---- SOURCE RECORDS
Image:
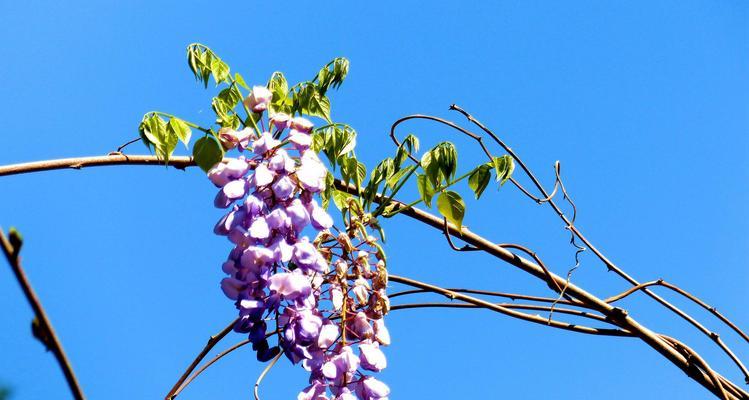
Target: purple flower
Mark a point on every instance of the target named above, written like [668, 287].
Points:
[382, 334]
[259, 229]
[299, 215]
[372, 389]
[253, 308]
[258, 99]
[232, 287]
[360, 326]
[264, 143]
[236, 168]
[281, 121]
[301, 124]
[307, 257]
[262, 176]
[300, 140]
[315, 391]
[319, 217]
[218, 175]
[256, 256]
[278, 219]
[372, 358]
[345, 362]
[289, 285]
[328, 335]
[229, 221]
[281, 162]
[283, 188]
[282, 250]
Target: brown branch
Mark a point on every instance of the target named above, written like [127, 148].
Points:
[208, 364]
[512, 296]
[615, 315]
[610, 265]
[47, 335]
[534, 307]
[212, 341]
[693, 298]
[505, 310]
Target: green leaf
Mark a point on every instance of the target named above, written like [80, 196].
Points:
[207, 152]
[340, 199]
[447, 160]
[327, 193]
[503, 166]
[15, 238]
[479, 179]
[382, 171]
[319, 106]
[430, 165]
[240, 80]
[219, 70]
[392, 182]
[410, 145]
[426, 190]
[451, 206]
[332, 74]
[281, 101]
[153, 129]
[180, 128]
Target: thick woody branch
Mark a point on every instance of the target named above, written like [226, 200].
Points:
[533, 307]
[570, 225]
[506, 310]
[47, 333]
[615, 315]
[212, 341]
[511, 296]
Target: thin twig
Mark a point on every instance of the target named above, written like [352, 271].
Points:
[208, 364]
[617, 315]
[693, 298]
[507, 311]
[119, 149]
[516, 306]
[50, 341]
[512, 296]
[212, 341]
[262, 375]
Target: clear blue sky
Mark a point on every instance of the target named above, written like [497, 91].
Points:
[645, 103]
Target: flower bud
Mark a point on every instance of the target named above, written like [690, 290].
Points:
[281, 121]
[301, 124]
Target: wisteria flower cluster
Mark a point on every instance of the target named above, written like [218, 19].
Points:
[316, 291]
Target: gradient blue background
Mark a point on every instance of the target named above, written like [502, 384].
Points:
--------
Present every line of the material above as a Markdown table with a Row column for the row number and a Line column for the line, skipping blank lines. Leave the images out.

| Row | Line |
|---|---|
| 1 | Image: |
| 2 | Target: purple flower |
| 3 | Mark a point on every instance of the target named above, written like [668, 287]. |
| 4 | Points: |
| 5 | [382, 334] |
| 6 | [259, 229] |
| 7 | [299, 215] |
| 8 | [372, 389] |
| 9 | [253, 308] |
| 10 | [258, 99] |
| 11 | [232, 287] |
| 12 | [360, 326] |
| 13 | [264, 143] |
| 14 | [236, 168] |
| 15 | [281, 121] |
| 16 | [301, 124] |
| 17 | [307, 257] |
| 18 | [262, 176] |
| 19 | [300, 140] |
| 20 | [315, 391] |
| 21 | [319, 217] |
| 22 | [218, 175] |
| 23 | [256, 256] |
| 24 | [278, 219] |
| 25 | [372, 358] |
| 26 | [345, 362] |
| 27 | [289, 285] |
| 28 | [328, 335] |
| 29 | [229, 221] |
| 30 | [281, 162] |
| 31 | [283, 188] |
| 32 | [282, 250] |
| 33 | Target: brown branch |
| 34 | Mark a point on every instance of the target named above, written like [127, 148]. |
| 35 | Points: |
| 36 | [208, 364] |
| 37 | [512, 296] |
| 38 | [615, 315] |
| 39 | [610, 265] |
| 40 | [47, 335] |
| 41 | [534, 307] |
| 42 | [212, 341] |
| 43 | [693, 298] |
| 44 | [505, 310] |
| 45 | Target: green leaf |
| 46 | Mark a point on every instance of the target named above, written like [80, 196]. |
| 47 | Points: |
| 48 | [207, 152] |
| 49 | [340, 199] |
| 50 | [447, 160] |
| 51 | [327, 193] |
| 52 | [503, 166] |
| 53 | [15, 238] |
| 54 | [479, 179] |
| 55 | [382, 171] |
| 56 | [319, 106] |
| 57 | [430, 165] |
| 58 | [240, 80] |
| 59 | [219, 70] |
| 60 | [392, 182] |
| 61 | [410, 145] |
| 62 | [426, 190] |
| 63 | [451, 206] |
| 64 | [332, 74] |
| 65 | [281, 101] |
| 66 | [153, 129] |
| 67 | [180, 128] |
| 68 | Target: thick woody branch |
| 69 | Mark a point on every instance of the target named above, written like [226, 200]. |
| 70 | Points: |
| 71 | [533, 307] |
| 72 | [570, 225] |
| 73 | [506, 310] |
| 74 | [47, 333] |
| 75 | [615, 315] |
| 76 | [212, 341] |
| 77 | [511, 296] |
| 78 | Target: thin twig |
| 79 | Mark a point on every instance of the target named above, written like [352, 271]. |
| 80 | Points: |
| 81 | [208, 364] |
| 82 | [617, 315] |
| 83 | [693, 298] |
| 84 | [507, 311] |
| 85 | [119, 149] |
| 86 | [516, 306] |
| 87 | [50, 341] |
| 88 | [512, 296] |
| 89 | [212, 341] |
| 90 | [262, 375] |
| 91 | Target: clear blue sky |
| 92 | Mark a point on every instance of the target named above, written like [497, 91]. |
| 93 | Points: |
| 94 | [645, 103] |
| 95 | Target: flower bud |
| 96 | Mark a point on every instance of the target named above, written like [690, 290]. |
| 97 | Points: |
| 98 | [281, 121] |
| 99 | [301, 124] |
| 100 | Target: wisteria flower cluster |
| 101 | Mark a point on every instance of the target named above, written like [218, 19]. |
| 102 | Points: |
| 103 | [316, 291] |
| 104 | Target: gradient blue background |
| 105 | Mark a point on every instance of the target named above, written like [502, 384]. |
| 106 | Points: |